* [Information supplied]:
☆ ☆ ☆ ☆ ☆
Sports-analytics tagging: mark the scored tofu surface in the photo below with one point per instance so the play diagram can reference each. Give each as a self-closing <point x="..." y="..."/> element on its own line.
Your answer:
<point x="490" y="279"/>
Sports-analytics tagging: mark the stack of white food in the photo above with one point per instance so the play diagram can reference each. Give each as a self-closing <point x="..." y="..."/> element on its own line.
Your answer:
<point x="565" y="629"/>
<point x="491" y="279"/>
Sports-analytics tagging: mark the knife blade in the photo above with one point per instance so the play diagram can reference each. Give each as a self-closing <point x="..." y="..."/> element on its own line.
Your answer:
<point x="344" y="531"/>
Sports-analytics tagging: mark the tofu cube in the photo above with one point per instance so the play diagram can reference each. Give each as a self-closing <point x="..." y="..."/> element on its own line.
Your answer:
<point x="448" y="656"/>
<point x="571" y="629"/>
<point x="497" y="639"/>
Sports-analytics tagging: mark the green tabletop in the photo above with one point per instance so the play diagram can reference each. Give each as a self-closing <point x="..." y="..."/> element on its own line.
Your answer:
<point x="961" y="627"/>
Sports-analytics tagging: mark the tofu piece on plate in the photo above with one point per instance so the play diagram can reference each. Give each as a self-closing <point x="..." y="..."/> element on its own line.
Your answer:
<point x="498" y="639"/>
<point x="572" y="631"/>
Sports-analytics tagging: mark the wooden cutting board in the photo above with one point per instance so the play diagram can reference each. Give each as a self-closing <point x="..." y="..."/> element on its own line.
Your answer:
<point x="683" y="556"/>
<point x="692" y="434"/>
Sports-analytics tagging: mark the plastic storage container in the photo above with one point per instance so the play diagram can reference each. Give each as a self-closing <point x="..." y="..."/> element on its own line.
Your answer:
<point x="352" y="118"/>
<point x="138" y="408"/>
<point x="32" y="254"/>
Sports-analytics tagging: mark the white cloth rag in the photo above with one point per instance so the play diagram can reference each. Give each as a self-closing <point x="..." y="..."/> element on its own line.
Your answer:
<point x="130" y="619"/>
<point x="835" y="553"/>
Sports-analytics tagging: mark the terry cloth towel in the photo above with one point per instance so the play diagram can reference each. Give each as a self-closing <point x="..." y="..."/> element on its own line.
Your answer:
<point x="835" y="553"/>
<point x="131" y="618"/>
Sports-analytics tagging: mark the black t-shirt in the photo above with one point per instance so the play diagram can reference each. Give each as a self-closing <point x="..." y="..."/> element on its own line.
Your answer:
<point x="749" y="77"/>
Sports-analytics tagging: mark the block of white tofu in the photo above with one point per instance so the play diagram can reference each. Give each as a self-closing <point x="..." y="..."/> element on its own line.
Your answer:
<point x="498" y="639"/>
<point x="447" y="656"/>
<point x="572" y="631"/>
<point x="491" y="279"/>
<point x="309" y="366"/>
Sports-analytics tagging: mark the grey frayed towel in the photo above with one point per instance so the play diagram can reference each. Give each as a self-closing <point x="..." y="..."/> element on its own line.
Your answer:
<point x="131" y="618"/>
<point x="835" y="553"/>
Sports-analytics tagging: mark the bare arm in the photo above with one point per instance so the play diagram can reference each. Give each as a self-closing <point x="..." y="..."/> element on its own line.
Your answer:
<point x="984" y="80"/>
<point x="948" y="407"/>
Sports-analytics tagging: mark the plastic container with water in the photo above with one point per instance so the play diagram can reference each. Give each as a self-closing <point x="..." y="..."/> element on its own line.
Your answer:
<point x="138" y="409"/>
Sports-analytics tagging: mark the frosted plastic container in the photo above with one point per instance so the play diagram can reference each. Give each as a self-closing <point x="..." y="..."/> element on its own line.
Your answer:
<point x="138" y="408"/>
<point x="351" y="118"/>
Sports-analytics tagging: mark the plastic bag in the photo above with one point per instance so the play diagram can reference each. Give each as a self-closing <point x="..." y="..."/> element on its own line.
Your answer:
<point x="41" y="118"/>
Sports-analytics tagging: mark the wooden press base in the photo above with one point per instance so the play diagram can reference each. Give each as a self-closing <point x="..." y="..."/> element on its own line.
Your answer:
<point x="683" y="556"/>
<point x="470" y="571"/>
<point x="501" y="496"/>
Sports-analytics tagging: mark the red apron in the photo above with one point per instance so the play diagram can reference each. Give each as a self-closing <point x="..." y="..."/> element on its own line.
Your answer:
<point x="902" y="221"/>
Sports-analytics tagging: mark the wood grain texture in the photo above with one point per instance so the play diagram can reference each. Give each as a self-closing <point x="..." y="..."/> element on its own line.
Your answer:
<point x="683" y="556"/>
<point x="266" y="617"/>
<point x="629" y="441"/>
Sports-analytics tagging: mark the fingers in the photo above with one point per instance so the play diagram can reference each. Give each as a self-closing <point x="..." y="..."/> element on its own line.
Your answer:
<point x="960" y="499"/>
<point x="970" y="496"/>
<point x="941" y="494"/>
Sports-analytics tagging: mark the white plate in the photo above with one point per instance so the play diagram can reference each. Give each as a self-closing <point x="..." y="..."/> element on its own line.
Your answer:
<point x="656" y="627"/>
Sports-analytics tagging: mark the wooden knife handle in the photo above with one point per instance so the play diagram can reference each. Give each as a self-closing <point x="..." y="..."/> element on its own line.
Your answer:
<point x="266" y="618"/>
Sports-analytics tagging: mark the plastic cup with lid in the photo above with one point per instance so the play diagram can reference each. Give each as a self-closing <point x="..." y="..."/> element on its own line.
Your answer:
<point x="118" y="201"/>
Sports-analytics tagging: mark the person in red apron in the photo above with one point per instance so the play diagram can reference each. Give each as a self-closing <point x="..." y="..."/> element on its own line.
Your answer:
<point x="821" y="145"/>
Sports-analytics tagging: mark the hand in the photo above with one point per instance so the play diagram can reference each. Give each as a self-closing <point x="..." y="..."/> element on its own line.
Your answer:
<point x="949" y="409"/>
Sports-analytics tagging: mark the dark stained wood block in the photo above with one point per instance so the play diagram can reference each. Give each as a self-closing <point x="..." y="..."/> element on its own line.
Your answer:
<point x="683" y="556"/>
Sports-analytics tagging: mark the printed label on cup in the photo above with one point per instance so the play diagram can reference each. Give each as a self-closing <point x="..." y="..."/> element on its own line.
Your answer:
☆ ☆ ☆ ☆ ☆
Repeat, character for character, the lines from the one that holds "Sports-analytics tagging: mark the wooden knife" to the final line of the material, inclusive, and no other lines.

* [Solution for this problem]:
Sports-analytics tagging: mark the wooden knife handle in the photo above with one point per instance so the play diagram can reference each. Give each as a self-closing <point x="..." y="..."/> element on its own line.
Your answer:
<point x="266" y="618"/>
Sports-analytics tagging: mark the plastic cup with lid in the photo above with one point per instance so the play diagram can reference each. Give each as a self-closing <point x="..." y="..."/> element on its own line.
Your answer:
<point x="118" y="201"/>
Sports-analytics tagging: mark the person in red apron in the photo above with one point per instance so the play diagram can reference each. Give each as a self-closing <point x="..." y="..."/> element on its own line.
Your answer:
<point x="821" y="145"/>
Sports-analytics tagging: mark the hand in the photo above with one point per instance so the play diagram can reference each. Give each as a self-closing <point x="..." y="..."/> element on its own line.
Your answer:
<point x="949" y="409"/>
Sports-analytics tagging: mark the dark stained wood block in the photo above with one point per instance so the play diagram can reference each. Give each as a self-closing <point x="..." y="..."/> element on its own line.
Your answer:
<point x="683" y="556"/>
Sports-analytics tagging: mark the printed label on cup in the photo above with one point per instance so the play diagram can reference each. Give each as a self-closing <point x="..." y="..."/> element on its own line.
Your answer:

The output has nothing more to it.